(Region pointing data)

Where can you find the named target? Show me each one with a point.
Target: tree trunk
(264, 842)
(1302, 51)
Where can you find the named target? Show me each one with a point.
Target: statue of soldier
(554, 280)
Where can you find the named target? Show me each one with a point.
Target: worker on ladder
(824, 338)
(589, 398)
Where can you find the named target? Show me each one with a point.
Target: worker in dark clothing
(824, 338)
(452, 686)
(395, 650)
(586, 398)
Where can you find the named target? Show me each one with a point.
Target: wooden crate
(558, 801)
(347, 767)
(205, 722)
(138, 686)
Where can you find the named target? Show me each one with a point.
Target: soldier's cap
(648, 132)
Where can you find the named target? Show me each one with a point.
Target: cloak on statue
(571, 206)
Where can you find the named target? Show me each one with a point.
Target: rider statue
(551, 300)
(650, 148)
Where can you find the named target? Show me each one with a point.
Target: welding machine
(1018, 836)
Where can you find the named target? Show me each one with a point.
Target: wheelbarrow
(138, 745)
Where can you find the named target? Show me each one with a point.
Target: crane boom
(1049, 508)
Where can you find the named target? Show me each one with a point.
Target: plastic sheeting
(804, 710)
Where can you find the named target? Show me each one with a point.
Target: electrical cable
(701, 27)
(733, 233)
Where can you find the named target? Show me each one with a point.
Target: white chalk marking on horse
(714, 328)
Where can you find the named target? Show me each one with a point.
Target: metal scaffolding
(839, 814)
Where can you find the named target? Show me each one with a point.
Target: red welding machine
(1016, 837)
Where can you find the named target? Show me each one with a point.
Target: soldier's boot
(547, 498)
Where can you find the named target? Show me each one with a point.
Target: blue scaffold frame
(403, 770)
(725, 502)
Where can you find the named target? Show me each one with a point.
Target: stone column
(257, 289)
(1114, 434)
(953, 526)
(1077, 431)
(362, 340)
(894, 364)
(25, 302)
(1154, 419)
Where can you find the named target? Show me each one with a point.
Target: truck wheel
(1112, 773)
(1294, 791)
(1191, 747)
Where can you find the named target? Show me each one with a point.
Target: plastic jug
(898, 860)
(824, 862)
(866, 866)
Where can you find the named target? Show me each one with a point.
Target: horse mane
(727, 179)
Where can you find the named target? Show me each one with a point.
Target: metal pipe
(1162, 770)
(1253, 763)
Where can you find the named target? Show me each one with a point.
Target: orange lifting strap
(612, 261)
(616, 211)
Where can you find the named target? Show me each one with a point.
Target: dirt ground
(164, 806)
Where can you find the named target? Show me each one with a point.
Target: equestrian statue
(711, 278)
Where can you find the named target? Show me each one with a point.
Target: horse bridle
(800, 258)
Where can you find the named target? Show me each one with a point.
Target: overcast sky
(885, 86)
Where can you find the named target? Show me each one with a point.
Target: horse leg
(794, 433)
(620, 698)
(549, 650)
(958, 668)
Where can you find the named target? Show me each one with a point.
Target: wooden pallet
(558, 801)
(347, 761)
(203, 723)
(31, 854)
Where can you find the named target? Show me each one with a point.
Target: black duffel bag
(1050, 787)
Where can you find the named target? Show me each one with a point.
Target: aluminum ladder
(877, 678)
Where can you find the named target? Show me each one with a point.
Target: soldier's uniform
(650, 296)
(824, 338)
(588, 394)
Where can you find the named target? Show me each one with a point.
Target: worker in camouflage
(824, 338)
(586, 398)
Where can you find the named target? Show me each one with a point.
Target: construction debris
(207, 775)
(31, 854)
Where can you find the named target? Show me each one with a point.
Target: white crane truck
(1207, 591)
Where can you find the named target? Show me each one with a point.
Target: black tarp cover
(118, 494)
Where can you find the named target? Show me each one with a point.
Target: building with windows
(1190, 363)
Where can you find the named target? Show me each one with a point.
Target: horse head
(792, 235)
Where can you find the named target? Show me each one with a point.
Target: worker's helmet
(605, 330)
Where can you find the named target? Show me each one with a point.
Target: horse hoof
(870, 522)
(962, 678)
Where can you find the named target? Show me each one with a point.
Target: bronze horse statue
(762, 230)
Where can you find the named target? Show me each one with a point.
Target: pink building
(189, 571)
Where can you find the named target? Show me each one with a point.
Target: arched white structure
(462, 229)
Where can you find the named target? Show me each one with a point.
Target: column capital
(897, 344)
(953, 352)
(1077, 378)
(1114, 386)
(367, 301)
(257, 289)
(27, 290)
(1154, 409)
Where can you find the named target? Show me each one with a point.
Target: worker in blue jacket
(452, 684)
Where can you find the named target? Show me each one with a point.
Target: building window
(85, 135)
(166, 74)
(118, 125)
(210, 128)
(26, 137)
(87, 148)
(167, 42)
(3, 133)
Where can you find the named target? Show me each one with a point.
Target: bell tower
...
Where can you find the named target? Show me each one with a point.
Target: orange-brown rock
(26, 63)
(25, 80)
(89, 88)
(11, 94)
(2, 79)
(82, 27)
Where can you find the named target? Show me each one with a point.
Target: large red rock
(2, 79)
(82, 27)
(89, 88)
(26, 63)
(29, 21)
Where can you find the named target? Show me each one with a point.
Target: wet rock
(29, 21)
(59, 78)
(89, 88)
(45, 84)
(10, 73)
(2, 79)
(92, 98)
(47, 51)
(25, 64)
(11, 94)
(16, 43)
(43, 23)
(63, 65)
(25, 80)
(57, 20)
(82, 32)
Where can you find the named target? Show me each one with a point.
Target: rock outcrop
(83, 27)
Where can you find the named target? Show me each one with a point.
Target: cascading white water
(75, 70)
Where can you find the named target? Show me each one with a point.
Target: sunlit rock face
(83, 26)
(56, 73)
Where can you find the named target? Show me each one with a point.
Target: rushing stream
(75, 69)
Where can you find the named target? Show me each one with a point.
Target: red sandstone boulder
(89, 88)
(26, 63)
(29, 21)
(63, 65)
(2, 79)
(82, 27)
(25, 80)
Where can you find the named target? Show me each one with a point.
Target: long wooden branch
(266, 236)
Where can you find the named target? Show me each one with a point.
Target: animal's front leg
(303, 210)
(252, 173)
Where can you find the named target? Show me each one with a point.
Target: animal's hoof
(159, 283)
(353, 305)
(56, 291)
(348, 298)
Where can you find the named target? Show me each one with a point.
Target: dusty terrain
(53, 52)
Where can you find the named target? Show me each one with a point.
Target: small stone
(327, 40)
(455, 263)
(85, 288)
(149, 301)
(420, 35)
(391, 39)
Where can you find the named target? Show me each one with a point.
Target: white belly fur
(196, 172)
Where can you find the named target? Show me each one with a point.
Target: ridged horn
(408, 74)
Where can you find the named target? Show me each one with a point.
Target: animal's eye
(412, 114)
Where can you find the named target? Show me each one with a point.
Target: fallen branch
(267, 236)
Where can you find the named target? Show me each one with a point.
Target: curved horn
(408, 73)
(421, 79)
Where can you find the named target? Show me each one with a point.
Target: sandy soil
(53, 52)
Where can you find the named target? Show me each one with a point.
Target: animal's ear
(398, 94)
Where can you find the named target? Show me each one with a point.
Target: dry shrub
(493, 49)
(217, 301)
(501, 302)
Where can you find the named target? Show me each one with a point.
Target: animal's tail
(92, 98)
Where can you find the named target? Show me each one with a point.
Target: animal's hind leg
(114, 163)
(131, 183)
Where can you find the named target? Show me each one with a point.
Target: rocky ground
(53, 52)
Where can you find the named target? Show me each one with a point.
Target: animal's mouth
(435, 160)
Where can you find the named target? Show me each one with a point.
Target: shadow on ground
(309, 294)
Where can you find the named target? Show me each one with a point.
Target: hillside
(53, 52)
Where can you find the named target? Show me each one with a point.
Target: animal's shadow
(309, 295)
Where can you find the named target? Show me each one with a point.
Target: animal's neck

• [What to do]
From the records above, retype only the lines starting at the line that contains "Target: dry shrub" and ending at the line that contains "Target: animal's neck", both included.

• [The completed task]
Target: dry shrub
(493, 49)
(217, 301)
(501, 302)
Where can you find the named target? Show me each one with a point.
Target: animal's tail
(92, 98)
Where can you find the named target? Show me each one with a point.
Target: animal's hind leg
(114, 163)
(131, 183)
Where can you find the named target? Show me each one with a point.
Target: rocky ground
(53, 52)
Where can you find the named target? Show me each one with a point.
Target: animal's mouth
(435, 160)
Where can you find the named target? Show me each one with a point.
Target: shadow on ground
(309, 294)
Where can you find the named target? Show me each one with a point.
Target: hillside
(53, 52)
Where can you find the named target? Show me each one with a point.
Target: animal's shadow
(309, 295)
Where can you find the named target? Show me each one with a point.
Target: animal's neck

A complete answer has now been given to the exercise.